-- Task objective --
Reproduce the part of the psycopg2 data types page below that starts at "DB/PostgreSQL" and ends at "cursor = conn.cursor()", word for word.

-- Page excerpt --
■ ■ ■ ■ ■ ■ ■
본문 바로가기

DB/PostgreSQL

[psycopg2] Optimizing Data Types of Tables

1. Check data type of table

Inadequate data type schema cause errors when we write queries. The cursor.description attribute of the pyscopg2 package outputs the data type of the database table. The cursor.description property consists of a column object consisting of name and type_code. The name has the name of the column, and the type_code has an integer value corresponding to the data type.

 

import psycopg2
conn = psycopg2.connect("dbname=db user=ur")
cursor = conn.cursor() 

query = "SELECT * FROM table LIMIT 0;"
cursor.execute(query) 
print(cursor.description)

 

There is special built-in table we can use when we want to know type name corresponding to type_code.  pg_catalog.pg_type table consists of a type_code(oid) and a data type name(typename). typename is the name of the data type, and oit represents an integer value of the data type.
■ ■ ■ ■ ■ ■ ■
-- Provided material --
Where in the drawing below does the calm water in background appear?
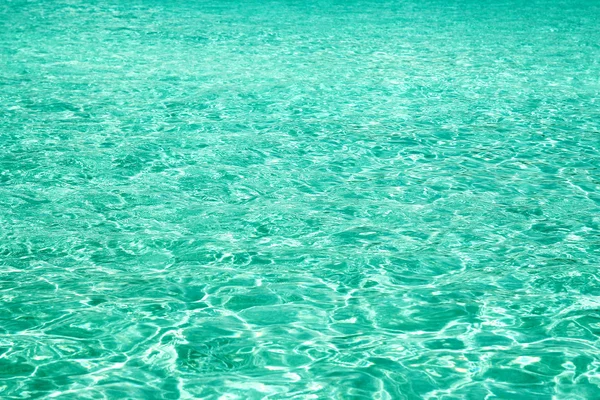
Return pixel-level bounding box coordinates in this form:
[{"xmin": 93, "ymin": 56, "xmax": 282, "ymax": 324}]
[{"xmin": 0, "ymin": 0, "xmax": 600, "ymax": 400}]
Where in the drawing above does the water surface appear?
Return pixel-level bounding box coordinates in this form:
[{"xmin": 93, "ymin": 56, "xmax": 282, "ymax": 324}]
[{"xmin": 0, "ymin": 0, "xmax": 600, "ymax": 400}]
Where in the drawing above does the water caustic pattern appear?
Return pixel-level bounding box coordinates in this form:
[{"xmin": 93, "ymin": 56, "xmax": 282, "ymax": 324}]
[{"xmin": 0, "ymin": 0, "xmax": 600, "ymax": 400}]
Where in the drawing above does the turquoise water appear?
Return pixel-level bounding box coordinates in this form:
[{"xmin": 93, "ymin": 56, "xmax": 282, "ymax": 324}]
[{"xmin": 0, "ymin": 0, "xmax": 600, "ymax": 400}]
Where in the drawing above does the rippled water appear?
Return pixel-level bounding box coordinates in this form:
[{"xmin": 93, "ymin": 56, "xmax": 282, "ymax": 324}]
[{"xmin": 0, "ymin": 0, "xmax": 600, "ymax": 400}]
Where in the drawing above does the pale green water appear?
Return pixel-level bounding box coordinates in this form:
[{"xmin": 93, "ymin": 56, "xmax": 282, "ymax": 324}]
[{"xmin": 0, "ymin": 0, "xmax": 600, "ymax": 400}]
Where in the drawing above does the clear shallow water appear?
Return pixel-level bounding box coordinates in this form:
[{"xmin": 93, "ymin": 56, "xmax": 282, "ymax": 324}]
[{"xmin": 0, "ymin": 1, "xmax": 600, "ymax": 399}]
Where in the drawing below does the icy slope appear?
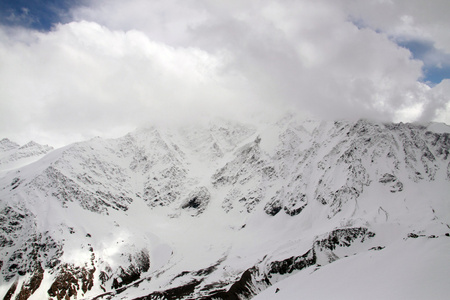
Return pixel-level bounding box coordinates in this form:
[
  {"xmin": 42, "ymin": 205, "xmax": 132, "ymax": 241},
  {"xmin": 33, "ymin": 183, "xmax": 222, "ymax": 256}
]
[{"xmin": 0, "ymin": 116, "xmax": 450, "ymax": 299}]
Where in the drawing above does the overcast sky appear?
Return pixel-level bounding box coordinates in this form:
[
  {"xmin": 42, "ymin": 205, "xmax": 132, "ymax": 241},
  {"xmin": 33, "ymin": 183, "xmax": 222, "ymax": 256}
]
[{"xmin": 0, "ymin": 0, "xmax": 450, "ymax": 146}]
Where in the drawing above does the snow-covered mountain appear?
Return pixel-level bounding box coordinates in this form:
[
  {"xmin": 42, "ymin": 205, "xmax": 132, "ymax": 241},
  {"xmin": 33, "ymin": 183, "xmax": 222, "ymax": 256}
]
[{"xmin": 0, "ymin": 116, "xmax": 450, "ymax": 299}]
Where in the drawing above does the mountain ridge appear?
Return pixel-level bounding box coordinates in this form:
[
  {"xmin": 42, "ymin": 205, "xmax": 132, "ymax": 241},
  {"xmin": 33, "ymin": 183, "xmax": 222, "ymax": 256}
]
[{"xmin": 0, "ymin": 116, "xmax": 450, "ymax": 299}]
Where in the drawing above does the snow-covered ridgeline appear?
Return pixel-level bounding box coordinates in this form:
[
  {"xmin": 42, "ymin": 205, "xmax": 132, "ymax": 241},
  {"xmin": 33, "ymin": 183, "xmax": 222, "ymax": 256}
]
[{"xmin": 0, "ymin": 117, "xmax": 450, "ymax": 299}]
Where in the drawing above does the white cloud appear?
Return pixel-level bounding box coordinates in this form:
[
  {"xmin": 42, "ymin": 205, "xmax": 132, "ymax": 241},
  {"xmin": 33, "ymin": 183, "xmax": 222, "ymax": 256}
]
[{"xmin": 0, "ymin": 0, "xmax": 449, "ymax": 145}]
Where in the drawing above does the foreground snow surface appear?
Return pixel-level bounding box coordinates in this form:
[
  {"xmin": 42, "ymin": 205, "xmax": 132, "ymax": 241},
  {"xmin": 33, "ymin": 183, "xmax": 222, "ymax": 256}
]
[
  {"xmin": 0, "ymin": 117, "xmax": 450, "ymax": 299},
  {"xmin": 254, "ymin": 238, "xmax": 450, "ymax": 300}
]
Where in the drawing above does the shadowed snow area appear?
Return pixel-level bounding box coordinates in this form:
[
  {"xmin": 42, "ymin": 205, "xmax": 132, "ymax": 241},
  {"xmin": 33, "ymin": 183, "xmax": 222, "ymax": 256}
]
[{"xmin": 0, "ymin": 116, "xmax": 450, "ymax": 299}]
■ ■ ■ ■ ■ ■ ■
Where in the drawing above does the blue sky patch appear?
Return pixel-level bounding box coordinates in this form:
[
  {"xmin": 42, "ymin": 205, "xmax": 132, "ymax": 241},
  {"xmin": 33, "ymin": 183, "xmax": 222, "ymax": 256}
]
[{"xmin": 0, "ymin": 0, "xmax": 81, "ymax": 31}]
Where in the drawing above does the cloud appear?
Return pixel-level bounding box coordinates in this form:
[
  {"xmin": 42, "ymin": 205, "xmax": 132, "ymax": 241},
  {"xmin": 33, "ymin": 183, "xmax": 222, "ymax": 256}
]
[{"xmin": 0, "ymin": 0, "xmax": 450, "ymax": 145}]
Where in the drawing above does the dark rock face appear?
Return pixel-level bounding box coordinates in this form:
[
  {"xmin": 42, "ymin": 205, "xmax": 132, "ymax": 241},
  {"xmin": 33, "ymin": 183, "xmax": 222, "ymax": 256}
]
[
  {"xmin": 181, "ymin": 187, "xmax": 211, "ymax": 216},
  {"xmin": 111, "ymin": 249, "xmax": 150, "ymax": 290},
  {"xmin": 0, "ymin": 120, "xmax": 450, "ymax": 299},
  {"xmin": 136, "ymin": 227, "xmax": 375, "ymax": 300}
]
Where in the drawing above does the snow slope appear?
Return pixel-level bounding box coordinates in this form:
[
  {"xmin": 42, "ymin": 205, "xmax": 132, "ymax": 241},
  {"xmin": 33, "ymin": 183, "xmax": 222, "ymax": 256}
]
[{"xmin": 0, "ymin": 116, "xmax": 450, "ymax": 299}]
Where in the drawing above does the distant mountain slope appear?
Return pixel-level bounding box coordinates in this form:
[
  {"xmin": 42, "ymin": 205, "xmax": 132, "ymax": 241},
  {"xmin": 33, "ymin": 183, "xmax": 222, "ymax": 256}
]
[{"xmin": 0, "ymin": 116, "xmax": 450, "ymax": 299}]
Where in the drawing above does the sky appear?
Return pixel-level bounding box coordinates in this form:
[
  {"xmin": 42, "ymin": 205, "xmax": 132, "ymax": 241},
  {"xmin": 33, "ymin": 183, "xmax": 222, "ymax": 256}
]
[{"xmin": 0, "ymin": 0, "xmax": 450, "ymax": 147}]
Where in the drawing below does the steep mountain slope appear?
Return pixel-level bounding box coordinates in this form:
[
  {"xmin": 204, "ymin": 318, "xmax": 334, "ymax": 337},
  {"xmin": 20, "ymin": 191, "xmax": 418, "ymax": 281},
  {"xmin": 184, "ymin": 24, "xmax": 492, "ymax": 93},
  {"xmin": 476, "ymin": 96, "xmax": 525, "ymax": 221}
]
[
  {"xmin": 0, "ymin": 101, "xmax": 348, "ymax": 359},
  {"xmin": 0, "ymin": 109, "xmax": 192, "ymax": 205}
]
■ ■ ■ ■ ■ ■ ■
-- Complete answer --
DB/PostgreSQL

[psycopg2] Optimizing Data Types of Tables

1. Check data type of table

Inadequate data type schema cause errors when we write queries. The cursor.description attribute of the pyscopg2 package outputs the data type of the database table. The cursor.description property consists of a column object consisting of name and type_code. The name has the name of the column, and the type_code has an integer value corresponding to the data type.

 

import psycopg2
conn = psycopg2.connect("dbname=db user=ur")
cursor = conn.cursor()